Records provided below:

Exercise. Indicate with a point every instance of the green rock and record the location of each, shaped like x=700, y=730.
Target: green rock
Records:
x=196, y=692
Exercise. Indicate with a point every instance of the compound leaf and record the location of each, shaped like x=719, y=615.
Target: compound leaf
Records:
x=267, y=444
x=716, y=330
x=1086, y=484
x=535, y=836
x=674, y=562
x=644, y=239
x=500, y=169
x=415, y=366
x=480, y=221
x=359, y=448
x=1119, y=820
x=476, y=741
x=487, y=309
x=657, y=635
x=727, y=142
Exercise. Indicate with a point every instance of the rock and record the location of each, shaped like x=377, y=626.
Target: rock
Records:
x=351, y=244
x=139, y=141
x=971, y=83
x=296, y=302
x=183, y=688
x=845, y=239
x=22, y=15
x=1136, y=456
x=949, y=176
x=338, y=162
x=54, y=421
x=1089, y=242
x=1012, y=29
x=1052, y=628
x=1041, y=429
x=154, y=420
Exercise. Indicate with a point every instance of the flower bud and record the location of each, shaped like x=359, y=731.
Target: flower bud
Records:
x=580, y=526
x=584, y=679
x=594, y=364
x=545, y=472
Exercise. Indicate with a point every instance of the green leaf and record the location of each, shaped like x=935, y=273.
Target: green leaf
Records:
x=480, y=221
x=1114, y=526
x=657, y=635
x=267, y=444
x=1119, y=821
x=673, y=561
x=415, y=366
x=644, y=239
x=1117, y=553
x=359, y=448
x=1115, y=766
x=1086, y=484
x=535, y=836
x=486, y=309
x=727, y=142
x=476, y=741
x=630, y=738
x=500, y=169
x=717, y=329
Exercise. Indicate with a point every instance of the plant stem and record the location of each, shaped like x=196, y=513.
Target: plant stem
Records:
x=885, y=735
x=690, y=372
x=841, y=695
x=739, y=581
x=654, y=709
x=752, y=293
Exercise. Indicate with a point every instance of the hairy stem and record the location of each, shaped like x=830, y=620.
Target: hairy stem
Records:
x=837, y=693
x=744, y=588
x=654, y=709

End of Records provided.

→ To do: All lines above between those holding "Target: compound leaf" and "Target: green leaf", inclusive, must be set down unchanged, and no other line may be included.

→ Problem solution:
Target: compound leaf
Records:
x=267, y=444
x=716, y=330
x=1086, y=484
x=535, y=836
x=674, y=562
x=644, y=239
x=500, y=169
x=415, y=366
x=480, y=221
x=359, y=448
x=1119, y=820
x=476, y=741
x=487, y=309
x=657, y=635
x=727, y=142
Exercise. Indicate with a point every instance of the rock and record the location of each, shaped like x=377, y=626.
Target: rock
Records:
x=351, y=244
x=139, y=141
x=971, y=83
x=296, y=302
x=183, y=688
x=845, y=239
x=22, y=15
x=1136, y=456
x=949, y=176
x=338, y=162
x=54, y=421
x=1089, y=242
x=1012, y=29
x=1052, y=628
x=1041, y=429
x=154, y=420
Exercise. Indicate with a point every instance of the flower bud and record the location of each, shaped like x=359, y=731.
Target: flower bud
Records:
x=580, y=526
x=584, y=679
x=594, y=364
x=545, y=472
Exercise. Indicate with a point every instance of the green leaf and record the location of each, shaped like x=935, y=273.
Target: green leaf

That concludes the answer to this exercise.